>> Start DATA TO USE

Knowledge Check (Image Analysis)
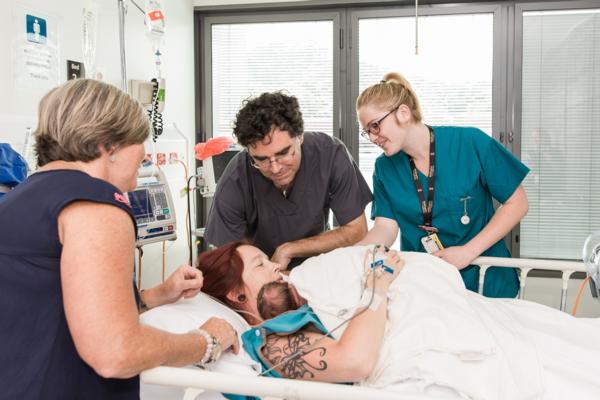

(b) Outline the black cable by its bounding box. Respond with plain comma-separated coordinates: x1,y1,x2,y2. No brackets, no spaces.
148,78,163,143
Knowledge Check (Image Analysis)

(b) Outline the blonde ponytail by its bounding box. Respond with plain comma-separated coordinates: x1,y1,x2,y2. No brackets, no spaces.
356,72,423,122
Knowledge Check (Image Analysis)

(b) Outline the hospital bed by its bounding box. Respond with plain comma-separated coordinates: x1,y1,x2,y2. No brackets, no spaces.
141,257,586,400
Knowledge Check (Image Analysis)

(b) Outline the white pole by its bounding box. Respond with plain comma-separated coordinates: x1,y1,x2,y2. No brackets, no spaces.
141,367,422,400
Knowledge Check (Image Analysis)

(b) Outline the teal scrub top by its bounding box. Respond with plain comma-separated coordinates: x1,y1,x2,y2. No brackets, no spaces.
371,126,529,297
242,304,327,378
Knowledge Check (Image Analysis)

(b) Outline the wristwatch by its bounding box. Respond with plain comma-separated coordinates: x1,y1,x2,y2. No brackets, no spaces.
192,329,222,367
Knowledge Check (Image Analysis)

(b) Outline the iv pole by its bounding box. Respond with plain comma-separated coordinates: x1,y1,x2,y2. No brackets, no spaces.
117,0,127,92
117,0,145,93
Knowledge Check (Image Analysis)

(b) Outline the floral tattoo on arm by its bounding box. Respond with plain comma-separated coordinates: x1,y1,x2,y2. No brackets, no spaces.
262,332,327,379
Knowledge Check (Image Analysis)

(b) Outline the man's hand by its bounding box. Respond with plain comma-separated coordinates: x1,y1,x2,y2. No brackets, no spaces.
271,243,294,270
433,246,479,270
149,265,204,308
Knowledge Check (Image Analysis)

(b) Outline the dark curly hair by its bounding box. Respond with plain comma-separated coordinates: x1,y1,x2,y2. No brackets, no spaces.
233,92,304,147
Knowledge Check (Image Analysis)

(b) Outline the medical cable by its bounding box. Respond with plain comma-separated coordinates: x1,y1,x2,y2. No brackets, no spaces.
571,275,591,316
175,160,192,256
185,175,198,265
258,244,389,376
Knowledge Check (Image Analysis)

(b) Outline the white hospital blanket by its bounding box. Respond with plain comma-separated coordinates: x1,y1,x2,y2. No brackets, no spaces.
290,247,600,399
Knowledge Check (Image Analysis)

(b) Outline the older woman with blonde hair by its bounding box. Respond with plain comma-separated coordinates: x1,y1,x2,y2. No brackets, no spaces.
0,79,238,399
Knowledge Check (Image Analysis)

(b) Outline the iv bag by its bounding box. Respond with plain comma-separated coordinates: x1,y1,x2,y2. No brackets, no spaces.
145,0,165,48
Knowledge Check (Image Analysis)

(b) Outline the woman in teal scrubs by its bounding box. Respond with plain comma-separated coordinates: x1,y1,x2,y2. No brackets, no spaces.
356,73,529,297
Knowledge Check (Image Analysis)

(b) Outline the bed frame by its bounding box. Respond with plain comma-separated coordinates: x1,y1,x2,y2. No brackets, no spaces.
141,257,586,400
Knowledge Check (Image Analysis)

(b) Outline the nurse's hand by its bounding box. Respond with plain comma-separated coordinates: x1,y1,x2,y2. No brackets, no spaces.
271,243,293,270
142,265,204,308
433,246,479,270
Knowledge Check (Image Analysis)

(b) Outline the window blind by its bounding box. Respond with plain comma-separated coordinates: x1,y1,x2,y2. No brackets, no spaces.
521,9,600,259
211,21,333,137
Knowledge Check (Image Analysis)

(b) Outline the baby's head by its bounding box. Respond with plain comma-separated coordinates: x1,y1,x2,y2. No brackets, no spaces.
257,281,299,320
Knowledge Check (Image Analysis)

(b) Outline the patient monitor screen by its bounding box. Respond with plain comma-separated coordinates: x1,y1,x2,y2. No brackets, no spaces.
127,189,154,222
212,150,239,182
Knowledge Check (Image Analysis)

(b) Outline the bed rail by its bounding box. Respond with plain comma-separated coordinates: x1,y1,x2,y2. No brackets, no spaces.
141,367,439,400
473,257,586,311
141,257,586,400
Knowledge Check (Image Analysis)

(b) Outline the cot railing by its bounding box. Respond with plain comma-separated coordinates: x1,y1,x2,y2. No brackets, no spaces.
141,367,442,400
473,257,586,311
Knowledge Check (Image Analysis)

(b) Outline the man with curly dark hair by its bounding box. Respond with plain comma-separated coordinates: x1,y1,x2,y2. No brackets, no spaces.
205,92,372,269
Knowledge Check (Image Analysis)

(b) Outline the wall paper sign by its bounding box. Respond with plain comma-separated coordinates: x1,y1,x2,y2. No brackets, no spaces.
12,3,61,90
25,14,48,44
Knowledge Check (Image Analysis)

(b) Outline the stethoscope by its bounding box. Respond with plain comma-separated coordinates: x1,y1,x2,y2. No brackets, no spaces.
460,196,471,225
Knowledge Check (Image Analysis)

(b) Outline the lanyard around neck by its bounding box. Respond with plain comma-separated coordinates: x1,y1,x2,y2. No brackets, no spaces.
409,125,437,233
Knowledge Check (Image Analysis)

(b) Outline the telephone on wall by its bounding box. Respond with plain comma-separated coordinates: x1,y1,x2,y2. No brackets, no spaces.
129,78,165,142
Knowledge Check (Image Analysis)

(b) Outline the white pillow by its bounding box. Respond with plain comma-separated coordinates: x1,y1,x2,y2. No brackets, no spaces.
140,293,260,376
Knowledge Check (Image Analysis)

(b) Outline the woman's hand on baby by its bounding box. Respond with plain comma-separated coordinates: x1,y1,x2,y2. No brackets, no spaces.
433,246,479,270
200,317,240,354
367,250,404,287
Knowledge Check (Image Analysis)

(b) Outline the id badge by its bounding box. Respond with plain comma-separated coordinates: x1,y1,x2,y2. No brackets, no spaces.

>> End DATA TO USE

• WRITTEN INSTRUCTION:
Format every line of the records as a numbered list, skipping blank lines. Leave the pictures out.

• FINISHED EXERCISE:
1. Knowledge Check (Image Analysis)
2. (b) Outline the black cable by its bounding box. Respond with plain comma-separated coordinates: x1,y1,x2,y2. No brackets, no spaces.
3. 148,78,163,143
4. Knowledge Check (Image Analysis)
5. (b) Outline the blonde ponytail by its bounding box. Respond with plain comma-separated coordinates: x1,y1,x2,y2. No brackets, no spaces.
6. 356,72,423,122
7. Knowledge Check (Image Analysis)
8. (b) Outline the hospital bed by its bounding box. Respond with plain comma-separated coordinates: x1,y1,x2,y2. No brackets, no spaces.
9. 141,257,586,400
10. Knowledge Check (Image Analysis)
11. (b) Outline the white pole by its bounding box. Respond with plain comma-separated coordinates: x1,y1,x2,y2. No brackets, no spaces.
12. 141,367,422,400
13. Knowledge Check (Image Analysis)
14. (b) Outline the teal scrub top by its bounding box. Respond with plain comma-separated coordinates: x1,y1,x2,y2. No brackets, no spaces.
15. 371,126,529,297
16. 242,304,327,378
17. Knowledge Check (Image Analysis)
18. (b) Outline the wristwatch by its bounding box. Respond with plain comma-separated coordinates: x1,y1,x2,y2. No brackets, no spaces.
19. 192,329,222,367
20. Knowledge Check (Image Analysis)
21. (b) Outline the iv pole by its bounding box. Respond with plain comma-separated coordinates: x1,y1,x2,y2. No brackets, no spaces.
22. 117,0,127,92
23. 117,0,145,93
24. Knowledge Check (Image Analysis)
25. (b) Outline the floral tattoo on arm by its bounding box. Respond with plain comma-separated coordinates: x1,y1,x2,y2. No brackets, no spaces.
26. 262,332,327,379
27. Knowledge Check (Image Analysis)
28. (b) Outline the man's hand by its bounding box. Respond with plain comma-separated coordinates: x1,y1,x2,y2. No brackets, no spaces.
29. 271,243,294,270
30. 433,246,479,270
31. 149,265,204,308
32. Knowledge Check (Image Analysis)
33. (b) Outline the dark curly hair by its bounding box. Respond with plain comma-separated coordinates: x1,y1,x2,y2. No brackets, no spaces.
34. 233,92,304,147
35. Knowledge Check (Image Analysis)
36. (b) Outline the medical cable by its bounding box. Respond with plain comma-separated coordinates: x1,y1,x2,y2. No brackets, no spaces.
37. 571,275,591,316
38. 175,160,192,256
39. 185,175,198,265
40. 258,244,389,376
41. Knowledge Check (Image Analysis)
42. (b) Outline the white hospital blanket by its bounding box. Respond with plain comma-separated coordinates: x1,y1,x2,y2. No brackets, no spaces.
43. 290,247,600,399
44. Knowledge Check (Image Analysis)
45. (b) Outline the older woman with blonde hair by its bounding box. Respond with plain comma-separated coordinates: x1,y1,x2,y2. No brackets, no spaces.
46. 0,79,238,399
47. Knowledge Check (Image Analysis)
48. (b) Outline the iv bag by its bounding box. Respond with plain comma-separated coordinates: x1,y1,x2,y2. No brackets, no spaces.
49. 145,0,165,48
50. Knowledge Check (Image Analysis)
51. (b) Outline the woman in teal scrubs by its bounding box. Respond with plain comma-separated coordinates: x1,y1,x2,y2. No brackets, no spaces.
52. 356,73,529,297
53. Knowledge Check (Image Analysis)
54. (b) Outline the bed frame by its bounding box. Respond with plain comma-separated coordinates: x1,y1,x2,y2. No brackets, no spaces.
55. 141,257,586,400
56. Knowledge Check (Image Analysis)
57. (b) Outline the nurse's hand by its bounding box. Respond with plain comma-separated coordinates: x1,y1,x2,y2. No brackets, no spaces.
58. 271,243,293,270
59. 142,265,204,308
60. 433,246,479,270
61. Knowledge Check (Image Analysis)
62. (b) Outline the window blind by its bounding box. Respond with plain comma-separated coordinates: x1,y1,x2,y2. No brackets, no spaces.
63. 521,9,600,259
64. 211,21,333,137
65. Knowledge Check (Image Analysis)
66. (b) Outline the baby's head by its bounding box. Respond with plain comma-separated coordinates: x1,y1,x2,y2. No brackets, no spaces.
67. 257,281,299,320
68. Knowledge Check (Image Analysis)
69. (b) Outline the patient monitor screen by its bounding box. Respond with plain comma-separated coordinates: x1,y1,x2,y2. No brackets, no spaces.
70. 127,189,154,222
71. 212,150,239,182
72. Knowledge Check (Image Analysis)
73. (b) Outline the bed rail by its bounding box. Respond with plain comma-separated coordinates: x1,y1,x2,y2. No brackets, no spaces.
74. 141,367,439,400
75. 473,257,586,311
76. 141,257,586,400
77. Knowledge Check (Image Analysis)
78. (b) Outline the cot railing by its bounding box. Respond with plain comma-separated coordinates: x1,y1,x2,y2. No brackets, no spaces.
79. 141,367,442,400
80. 473,257,586,311
81. Knowledge Check (Image Analysis)
82. (b) Outline the man with curly dark hair by its bounding box. Respond with plain comma-separated coordinates: x1,y1,x2,y2. No brackets, no spaces.
83. 205,92,372,269
84. Knowledge Check (Image Analysis)
85. (b) Outline the wall paper sign by its bounding box. Respond with plain comma-separated coordinates: x1,y1,x2,y2. No brackets, no spaces.
86. 12,3,61,90
87. 25,14,48,44
88. Knowledge Check (Image Analysis)
89. (b) Outline the stethoscope by its bounding box. Respond with plain comma-separated coordinates: x1,y1,x2,y2. No brackets, no spaces.
90. 460,196,471,225
91. Knowledge Check (Image Analysis)
92. (b) Outline the lanyard around neck by its bounding box. Respond with plain comma-separated coordinates: x1,y1,x2,y2. No brackets, no spaces.
93. 409,125,437,233
94. Knowledge Check (Image Analysis)
95. (b) Outline the telephone on wall by its bounding box. Respond with plain comma-separated coordinates: x1,y1,x2,y2. No brackets, no spaces.
96. 129,78,165,142
97. Knowledge Check (Image Analysis)
98. (b) Outline the white pillow by its bounding box. Respond with plain comma-separated coordinates: x1,y1,x2,y2. No brackets, no spaces.
99. 140,293,260,376
100. Knowledge Check (Image Analysis)
101. (b) Outline the woman's hand on baby by its bounding box. Respond with plain comma-separated coordinates: x1,y1,x2,y2. No brackets, no spaces.
102. 433,246,479,270
103. 200,317,240,354
104. 367,250,404,287
105. Knowledge Check (Image Analysis)
106. (b) Outline the id badge by its bounding box. Respond with plain comma-separated coordinates: x1,y1,x2,y2. No brackets, no spaces.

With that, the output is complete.